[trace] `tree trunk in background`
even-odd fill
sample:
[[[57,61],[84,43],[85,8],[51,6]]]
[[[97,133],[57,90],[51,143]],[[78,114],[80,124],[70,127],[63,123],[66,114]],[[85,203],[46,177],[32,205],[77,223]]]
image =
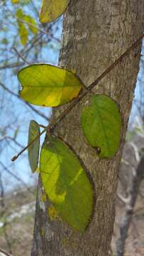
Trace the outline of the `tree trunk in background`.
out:
[[[143,0],[71,0],[64,17],[60,65],[75,70],[86,86],[114,62],[144,28]],[[96,201],[89,225],[80,234],[48,215],[48,201],[41,199],[40,181],[36,203],[33,256],[107,256],[113,234],[115,195],[122,149],[138,71],[140,46],[126,57],[97,85],[95,92],[104,93],[120,105],[123,118],[119,151],[112,159],[94,157],[80,125],[87,95],[57,126],[79,155],[90,173]],[[56,109],[57,116],[65,106]]]

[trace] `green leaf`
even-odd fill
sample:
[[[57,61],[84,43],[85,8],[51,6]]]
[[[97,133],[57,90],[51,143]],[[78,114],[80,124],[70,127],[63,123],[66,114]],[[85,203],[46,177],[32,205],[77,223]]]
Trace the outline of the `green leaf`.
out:
[[[21,97],[40,106],[56,107],[79,94],[83,84],[72,72],[48,64],[34,64],[18,74],[23,90]]]
[[[90,106],[83,110],[81,122],[90,145],[100,149],[99,156],[112,157],[120,144],[121,118],[117,104],[106,95],[93,95]]]
[[[76,155],[61,139],[50,137],[42,147],[40,172],[45,192],[60,216],[84,232],[93,210],[93,190]]]
[[[37,136],[40,135],[39,124],[34,120],[30,122],[28,131],[28,141],[29,144]],[[30,166],[33,173],[34,173],[38,165],[38,156],[40,149],[40,137],[35,140],[35,142],[28,148],[28,160]]]
[[[19,2],[19,0],[11,0],[12,4],[18,4]]]
[[[40,14],[40,21],[52,22],[56,20],[65,11],[69,0],[43,0]]]

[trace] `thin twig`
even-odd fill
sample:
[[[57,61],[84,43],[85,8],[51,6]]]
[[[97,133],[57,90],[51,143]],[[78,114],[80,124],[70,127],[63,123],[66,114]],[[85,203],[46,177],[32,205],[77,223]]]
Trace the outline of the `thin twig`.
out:
[[[22,55],[22,54],[21,54],[21,53],[19,53],[14,46],[13,46],[13,47],[11,48],[11,49],[13,49],[14,51],[16,53],[17,55],[18,55],[19,58],[21,58],[21,60],[23,60],[26,64],[28,64],[28,65],[32,64],[32,63],[30,63],[27,60],[26,60],[26,58]]]
[[[114,63],[113,63],[110,66],[104,70],[102,74],[96,79],[94,82],[93,82],[89,86],[87,87],[87,89],[84,89],[83,92],[73,101],[72,103],[69,105],[69,107],[65,109],[56,119],[55,120],[53,120],[51,124],[48,125],[42,132],[40,133],[40,134],[34,139],[33,139],[21,151],[20,151],[16,156],[14,156],[11,161],[14,161],[18,159],[19,156],[25,151],[39,137],[40,137],[44,132],[46,131],[50,131],[50,129],[52,129],[53,127],[55,127],[56,124],[60,122],[64,117],[65,117],[66,114],[67,114],[70,110],[76,106],[79,101],[88,93],[89,91],[91,92],[92,89],[114,67],[116,67],[126,56],[127,56],[131,51],[132,49],[135,48],[138,45],[140,44],[141,42],[142,38],[143,38],[144,35],[142,34],[139,37],[139,38],[133,43]]]
[[[32,106],[31,104],[29,104],[27,102],[23,101],[16,93],[12,92],[11,90],[9,90],[7,87],[6,87],[1,82],[0,82],[0,85],[3,87],[3,89],[4,89],[6,91],[7,91],[8,92],[11,93],[12,95],[15,96],[16,97],[17,97],[17,99],[18,99],[21,101],[23,101],[23,102],[25,102],[25,104],[30,107],[33,111],[34,111],[36,114],[39,114],[40,116],[41,116],[42,117],[45,118],[47,121],[49,120],[48,117],[47,117],[43,113],[42,113],[41,112],[40,112],[39,110],[37,110],[33,106]]]
[[[5,250],[3,250],[2,248],[0,248],[0,252],[4,253],[6,256],[13,256],[11,253],[5,251]]]

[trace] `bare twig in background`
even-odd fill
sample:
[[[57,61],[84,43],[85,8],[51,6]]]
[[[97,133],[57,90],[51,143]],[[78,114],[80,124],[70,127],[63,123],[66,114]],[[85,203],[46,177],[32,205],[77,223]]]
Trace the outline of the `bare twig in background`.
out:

▶ _What you have to do_
Which lines of the items above contain the string "twig"? Return each of them in full.

▶ _Written reply_
[trace] `thin twig`
Trace the outline of the `thin twig`.
[trace] `bare twig in background`
Trace the outline of the `bare twig in background`.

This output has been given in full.